DATASET Start Marker
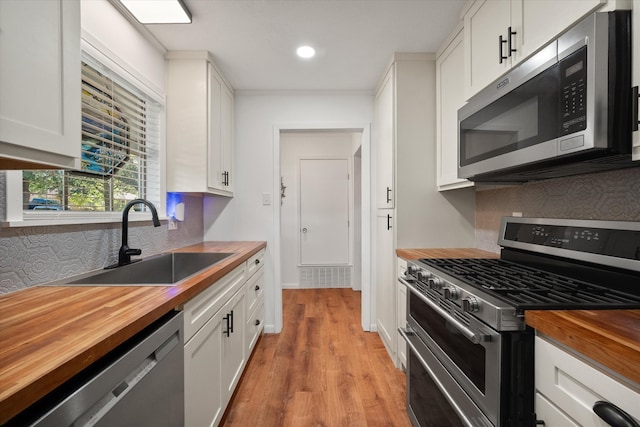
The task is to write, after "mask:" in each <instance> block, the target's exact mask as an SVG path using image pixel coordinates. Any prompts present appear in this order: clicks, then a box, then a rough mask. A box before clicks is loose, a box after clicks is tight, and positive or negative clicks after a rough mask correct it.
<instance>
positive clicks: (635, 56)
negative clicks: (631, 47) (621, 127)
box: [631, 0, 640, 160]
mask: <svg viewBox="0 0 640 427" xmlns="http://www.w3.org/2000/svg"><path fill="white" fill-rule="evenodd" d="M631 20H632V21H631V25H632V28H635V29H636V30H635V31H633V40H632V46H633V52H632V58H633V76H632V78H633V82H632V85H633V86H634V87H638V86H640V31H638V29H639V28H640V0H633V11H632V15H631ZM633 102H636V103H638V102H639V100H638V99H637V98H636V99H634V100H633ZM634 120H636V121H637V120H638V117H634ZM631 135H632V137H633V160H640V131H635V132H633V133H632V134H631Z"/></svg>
DATASET End Marker
DATASET Start Marker
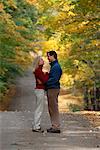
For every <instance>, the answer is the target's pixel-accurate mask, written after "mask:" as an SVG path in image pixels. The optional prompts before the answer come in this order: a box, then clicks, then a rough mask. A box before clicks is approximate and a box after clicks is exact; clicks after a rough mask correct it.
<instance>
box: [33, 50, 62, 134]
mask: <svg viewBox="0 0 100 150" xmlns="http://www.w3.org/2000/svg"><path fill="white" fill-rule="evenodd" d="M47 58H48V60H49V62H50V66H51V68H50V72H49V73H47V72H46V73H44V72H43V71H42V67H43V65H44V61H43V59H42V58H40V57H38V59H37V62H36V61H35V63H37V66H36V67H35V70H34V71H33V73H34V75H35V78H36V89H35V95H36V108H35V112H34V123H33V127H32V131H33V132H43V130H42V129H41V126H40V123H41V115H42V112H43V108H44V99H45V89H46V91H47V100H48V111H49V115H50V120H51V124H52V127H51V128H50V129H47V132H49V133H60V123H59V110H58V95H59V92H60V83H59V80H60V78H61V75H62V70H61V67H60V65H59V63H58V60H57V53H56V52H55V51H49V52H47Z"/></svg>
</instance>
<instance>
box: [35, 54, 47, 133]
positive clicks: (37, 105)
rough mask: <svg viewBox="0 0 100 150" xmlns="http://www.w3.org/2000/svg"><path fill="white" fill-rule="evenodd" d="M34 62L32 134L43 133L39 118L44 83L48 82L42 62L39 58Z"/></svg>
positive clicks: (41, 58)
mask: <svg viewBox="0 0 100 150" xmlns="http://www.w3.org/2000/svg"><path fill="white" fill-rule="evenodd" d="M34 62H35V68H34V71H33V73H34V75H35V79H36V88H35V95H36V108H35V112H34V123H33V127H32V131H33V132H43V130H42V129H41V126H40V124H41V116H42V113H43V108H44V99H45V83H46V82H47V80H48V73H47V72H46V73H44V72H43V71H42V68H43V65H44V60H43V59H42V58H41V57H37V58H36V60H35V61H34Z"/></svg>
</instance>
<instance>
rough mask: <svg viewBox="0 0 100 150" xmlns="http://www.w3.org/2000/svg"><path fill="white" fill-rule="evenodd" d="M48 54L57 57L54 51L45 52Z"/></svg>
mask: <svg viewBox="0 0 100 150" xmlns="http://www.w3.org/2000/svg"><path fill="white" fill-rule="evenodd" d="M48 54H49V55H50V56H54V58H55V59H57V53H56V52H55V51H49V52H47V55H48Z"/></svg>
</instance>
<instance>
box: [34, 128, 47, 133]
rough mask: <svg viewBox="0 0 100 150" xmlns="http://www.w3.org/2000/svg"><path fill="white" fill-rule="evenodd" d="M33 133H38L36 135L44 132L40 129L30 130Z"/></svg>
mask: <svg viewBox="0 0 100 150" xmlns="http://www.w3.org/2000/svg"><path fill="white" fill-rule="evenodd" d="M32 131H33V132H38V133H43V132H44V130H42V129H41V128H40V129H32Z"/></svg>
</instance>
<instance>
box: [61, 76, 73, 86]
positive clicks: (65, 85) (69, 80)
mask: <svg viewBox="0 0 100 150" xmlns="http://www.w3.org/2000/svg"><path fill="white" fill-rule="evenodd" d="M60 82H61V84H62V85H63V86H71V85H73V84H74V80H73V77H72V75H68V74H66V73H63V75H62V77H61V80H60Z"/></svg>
DATASET End Marker
### INSTRUCTIONS TO FOLLOW
Could you give the data lines from the one containing "For every <instance>, the" through the one containing "box: [33, 50, 62, 134]", both included, as a numbered list with any blank lines left out?

### ANSWER FOR THIS EXERCISE
1. For every <instance>, the answer is the target's pixel-accurate mask, written after "mask:" as an SVG path in image pixels. The optional prompts before the answer come in this order: a box, then clicks, then a rough mask. A box before clicks is approximate and a box after clicks is exact; clicks after a rough mask correct it.
2. <instance>
3. box: [33, 50, 62, 134]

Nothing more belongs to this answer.